-- Records for the task follows --
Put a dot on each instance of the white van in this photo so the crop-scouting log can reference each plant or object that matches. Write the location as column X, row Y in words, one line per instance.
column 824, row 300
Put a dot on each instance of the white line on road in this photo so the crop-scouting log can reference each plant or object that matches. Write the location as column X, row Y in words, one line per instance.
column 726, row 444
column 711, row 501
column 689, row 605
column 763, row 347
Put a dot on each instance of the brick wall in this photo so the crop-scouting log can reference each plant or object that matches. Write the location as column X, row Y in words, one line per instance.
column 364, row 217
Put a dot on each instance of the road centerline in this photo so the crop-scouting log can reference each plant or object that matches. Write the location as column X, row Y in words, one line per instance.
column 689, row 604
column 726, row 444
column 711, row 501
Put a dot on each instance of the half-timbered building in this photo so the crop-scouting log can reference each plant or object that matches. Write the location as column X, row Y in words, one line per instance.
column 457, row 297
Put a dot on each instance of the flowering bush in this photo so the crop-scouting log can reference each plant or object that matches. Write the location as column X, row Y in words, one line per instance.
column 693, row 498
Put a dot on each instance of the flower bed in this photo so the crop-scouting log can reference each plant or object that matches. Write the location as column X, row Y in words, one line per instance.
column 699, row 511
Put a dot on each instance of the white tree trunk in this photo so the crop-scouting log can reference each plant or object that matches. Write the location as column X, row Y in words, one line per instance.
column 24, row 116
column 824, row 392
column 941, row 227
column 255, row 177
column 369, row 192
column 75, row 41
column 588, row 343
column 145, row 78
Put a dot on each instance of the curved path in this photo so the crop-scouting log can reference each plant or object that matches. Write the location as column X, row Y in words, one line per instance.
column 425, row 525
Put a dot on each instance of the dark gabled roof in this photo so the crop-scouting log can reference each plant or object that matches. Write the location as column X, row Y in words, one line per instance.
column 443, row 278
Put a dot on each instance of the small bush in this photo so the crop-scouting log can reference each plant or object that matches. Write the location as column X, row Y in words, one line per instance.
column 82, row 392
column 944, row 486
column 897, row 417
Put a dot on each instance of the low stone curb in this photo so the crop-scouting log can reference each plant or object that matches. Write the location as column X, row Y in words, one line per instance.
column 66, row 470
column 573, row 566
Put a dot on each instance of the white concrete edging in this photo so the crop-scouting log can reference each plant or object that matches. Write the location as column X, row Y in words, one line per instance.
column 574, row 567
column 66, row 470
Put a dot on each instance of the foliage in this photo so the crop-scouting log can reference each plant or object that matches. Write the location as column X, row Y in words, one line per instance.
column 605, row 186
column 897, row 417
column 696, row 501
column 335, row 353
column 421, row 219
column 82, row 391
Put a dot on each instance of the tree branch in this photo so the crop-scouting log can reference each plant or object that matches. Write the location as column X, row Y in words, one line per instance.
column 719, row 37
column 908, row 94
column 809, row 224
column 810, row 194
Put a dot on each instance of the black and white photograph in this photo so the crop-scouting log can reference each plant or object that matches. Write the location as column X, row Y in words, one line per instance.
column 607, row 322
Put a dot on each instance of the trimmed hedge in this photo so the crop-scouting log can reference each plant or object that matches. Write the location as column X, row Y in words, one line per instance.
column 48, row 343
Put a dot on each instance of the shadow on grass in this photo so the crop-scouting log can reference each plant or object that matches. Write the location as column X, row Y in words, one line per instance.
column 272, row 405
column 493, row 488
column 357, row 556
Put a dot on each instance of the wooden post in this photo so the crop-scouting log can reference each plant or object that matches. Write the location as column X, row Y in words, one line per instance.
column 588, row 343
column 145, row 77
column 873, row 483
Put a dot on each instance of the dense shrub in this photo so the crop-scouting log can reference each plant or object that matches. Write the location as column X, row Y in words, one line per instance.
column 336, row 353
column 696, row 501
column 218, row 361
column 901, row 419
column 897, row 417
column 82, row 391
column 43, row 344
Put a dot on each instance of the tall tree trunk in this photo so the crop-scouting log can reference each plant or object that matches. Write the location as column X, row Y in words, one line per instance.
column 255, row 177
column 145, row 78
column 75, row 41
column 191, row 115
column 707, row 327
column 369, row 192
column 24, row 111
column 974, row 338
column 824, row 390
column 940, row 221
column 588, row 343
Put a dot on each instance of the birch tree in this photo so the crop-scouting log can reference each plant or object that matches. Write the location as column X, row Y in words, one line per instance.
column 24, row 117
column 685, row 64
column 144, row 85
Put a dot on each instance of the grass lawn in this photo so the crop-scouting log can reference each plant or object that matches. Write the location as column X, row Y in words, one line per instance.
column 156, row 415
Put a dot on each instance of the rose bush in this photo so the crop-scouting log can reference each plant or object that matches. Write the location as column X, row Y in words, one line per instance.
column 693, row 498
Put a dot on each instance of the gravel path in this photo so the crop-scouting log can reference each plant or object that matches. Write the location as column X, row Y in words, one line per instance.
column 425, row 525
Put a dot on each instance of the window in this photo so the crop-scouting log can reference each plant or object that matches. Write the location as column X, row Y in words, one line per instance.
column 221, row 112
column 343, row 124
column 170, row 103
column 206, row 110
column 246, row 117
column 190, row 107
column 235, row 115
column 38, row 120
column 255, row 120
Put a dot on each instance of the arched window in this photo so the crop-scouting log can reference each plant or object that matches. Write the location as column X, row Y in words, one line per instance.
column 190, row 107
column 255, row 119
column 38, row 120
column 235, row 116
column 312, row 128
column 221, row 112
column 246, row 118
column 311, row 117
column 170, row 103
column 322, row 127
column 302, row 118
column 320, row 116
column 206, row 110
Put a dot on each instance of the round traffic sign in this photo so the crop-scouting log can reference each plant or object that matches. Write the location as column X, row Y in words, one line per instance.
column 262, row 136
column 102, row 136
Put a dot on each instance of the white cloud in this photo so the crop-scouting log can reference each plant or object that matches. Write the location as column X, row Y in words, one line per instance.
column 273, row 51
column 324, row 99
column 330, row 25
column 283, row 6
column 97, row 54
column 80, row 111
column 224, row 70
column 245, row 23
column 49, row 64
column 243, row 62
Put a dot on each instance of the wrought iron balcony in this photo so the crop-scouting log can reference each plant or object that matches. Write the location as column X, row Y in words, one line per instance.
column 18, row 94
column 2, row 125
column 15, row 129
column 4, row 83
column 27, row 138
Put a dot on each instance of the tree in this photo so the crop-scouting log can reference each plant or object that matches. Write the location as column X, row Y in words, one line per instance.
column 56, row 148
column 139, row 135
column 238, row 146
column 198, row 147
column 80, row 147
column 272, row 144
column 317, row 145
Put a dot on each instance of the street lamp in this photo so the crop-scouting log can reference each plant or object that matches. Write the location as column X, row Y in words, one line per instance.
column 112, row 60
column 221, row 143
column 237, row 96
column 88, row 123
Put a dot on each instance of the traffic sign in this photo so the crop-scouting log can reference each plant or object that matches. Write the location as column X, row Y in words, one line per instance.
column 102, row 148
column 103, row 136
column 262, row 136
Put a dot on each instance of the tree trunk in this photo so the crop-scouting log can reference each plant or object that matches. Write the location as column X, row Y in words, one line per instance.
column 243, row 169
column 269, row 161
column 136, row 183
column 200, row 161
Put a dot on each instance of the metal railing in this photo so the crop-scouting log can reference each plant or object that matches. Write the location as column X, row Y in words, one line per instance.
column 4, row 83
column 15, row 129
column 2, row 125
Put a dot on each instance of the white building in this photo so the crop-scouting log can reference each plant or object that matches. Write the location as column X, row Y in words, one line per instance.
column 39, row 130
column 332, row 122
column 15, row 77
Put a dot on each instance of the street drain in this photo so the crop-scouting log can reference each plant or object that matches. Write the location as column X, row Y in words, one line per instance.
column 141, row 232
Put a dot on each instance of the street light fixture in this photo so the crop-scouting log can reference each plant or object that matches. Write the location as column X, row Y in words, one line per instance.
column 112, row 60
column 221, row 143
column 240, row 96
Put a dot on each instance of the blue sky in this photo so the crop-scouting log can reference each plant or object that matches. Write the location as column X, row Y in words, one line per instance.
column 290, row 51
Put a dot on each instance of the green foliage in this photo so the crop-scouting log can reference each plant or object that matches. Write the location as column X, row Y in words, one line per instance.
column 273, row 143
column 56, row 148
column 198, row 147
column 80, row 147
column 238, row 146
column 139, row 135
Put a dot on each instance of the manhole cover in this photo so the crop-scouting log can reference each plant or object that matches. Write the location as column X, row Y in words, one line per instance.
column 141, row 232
-- Records for the task concluded --
**Task to carry out:**
Starting from the line that contains "Put a dot on each instance of the manhole", give again every line to the last line of the data, exactly. Include nothing else.

**Solution:**
Put a dot on each instance of the manhole cover in this photo so the crop-scouting log can reference each plant or object that matches. Write the location as column X, row Y in words, one line per instance.
column 141, row 232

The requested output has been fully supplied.